Я понял, в чем дело и что смущает Фому, спросил его, о ком идет речь:
- Местный человек?
- Их двое, товарищ генерал.
Я подумал, что Фома заметил лазутчиков, которые сидят где-нибудь в кустах, ждут удобного случая, и рассердился на него за то, что он теряет время.
- То зовсим не местны люди, - зашептал Фома. - То ваши стары партизаны. И таки воны с виду гарни, та добры - николы б не казал, шо воны другого классу.
- Как, как?
- Кажу другого воны классу - куркули, чи паны.
- Фамилии их знаешь?
- Перший Гриша - молодой, высокий такий. Другий - Василь Петрович товстый. Земляки воны. Оба черниговские...
- Где они, в каком батальоне?
- Оба из батальону Лысенко. В одной со мною палатке. Тот высокий, Гриша, - минометчик, а товстый в хозчасти робит.
Я начал догадываться, о ком говорит Фома. Но, если это действительно те ребята, о которых я думал, - тени сомнения-не вызывали они у меня. Старые наши партизаны, оба награждены. Гриша был тяжело ранен, лечился в Москве, потом вернулся к нам, бригадир колхоза, Василий Петрович - кузнец из соседнего колхоза...
- Воны, - многозначительным полушепотом продолжал Фома, снова с тревогой оглядываясь, - тилько кажутся крестьянской праци люди и так просты: "Фома друг, Фома хороший человек, сидай, Фома, с нами вечерить. А вчера в ночи...
Фома говорил длинно, подыскивал выражения, запинался. Некоторые слова ему было трудно произносить. Не стану приводить его рассказ целиком. Существо же заключалось вот в чем.
Прошлой ночью, после большого перехода, впервые расставили мы палатки и легли спать по-человечески. Василий Петрович, о котором говорил Фома, человек обстоятельный, натянул палатку из парашюта, раздобыл сена, позвал своего дружка Гришу и, так как в палатке оставалось еще место, пригласил и Фому.
Повечеряли, легли, поговорили о том о сем. Фома заснул. Но через час проснулся. Слышит - ребята все разговаривают. Хотел вступить в разговор, но, услыхав несколько слов, решил лучше помолчать, притвориться спящим.
- Лежу, слухаю и прямо зло бере: ах бисово отродье, куркули проклятые, пробрались до радяньских партизан...
Я вызвал двух названных Фомой товарищей. Они уже позабыли свой ночной разговор - так мало значения ему придавали. Но слово за словом вспомнили. И Фома подтвердил.

Исходные данные:
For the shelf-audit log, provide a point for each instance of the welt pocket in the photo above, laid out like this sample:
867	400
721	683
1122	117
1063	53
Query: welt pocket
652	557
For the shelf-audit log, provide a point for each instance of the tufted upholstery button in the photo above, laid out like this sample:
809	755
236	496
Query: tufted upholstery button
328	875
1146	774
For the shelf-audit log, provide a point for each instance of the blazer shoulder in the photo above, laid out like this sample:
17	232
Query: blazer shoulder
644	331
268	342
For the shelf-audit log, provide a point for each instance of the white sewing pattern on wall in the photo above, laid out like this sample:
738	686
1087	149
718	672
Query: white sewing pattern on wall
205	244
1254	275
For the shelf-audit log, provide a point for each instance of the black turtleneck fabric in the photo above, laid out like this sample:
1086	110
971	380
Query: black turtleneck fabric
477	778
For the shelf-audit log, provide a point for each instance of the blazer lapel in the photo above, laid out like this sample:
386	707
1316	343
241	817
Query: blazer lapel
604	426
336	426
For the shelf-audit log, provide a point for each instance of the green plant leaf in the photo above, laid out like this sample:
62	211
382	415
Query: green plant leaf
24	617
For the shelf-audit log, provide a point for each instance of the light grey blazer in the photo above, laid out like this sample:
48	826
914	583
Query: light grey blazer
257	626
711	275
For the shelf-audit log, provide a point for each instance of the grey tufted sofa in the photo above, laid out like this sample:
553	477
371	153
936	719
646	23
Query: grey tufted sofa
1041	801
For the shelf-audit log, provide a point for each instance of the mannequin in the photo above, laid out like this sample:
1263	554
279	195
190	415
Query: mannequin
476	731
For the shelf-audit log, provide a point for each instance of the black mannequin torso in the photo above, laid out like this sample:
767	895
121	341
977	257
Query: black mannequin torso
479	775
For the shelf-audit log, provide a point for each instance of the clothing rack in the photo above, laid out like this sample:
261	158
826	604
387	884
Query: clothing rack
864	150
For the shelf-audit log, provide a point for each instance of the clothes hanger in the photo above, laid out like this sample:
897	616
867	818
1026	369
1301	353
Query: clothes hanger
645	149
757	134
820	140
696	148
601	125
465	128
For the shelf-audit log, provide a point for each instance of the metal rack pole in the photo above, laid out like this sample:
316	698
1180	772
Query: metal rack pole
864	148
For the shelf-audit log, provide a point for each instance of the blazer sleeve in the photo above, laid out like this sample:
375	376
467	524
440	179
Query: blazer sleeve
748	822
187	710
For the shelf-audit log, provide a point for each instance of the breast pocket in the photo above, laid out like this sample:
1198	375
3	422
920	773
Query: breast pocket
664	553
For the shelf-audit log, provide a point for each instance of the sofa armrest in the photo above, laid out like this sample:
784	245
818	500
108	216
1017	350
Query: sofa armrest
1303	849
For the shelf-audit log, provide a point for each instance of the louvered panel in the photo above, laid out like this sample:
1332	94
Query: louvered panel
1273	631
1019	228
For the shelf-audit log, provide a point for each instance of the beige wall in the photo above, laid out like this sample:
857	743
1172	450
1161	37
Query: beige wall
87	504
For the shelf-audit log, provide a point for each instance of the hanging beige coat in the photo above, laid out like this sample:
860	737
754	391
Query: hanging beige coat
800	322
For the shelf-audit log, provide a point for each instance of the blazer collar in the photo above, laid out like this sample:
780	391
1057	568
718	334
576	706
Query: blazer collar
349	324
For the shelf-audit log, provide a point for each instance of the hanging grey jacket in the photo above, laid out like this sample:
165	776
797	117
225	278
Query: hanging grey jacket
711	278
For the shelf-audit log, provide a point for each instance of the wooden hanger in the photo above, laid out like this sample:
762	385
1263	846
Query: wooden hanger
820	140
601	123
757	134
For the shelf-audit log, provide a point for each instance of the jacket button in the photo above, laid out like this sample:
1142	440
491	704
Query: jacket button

Письменное задание:
Из чего, согласно тексту страницы, Василий Петрович натянул палатку? Отвечайте, опираясь только на текст страницы.

Ответ на задание:
Из парашюта.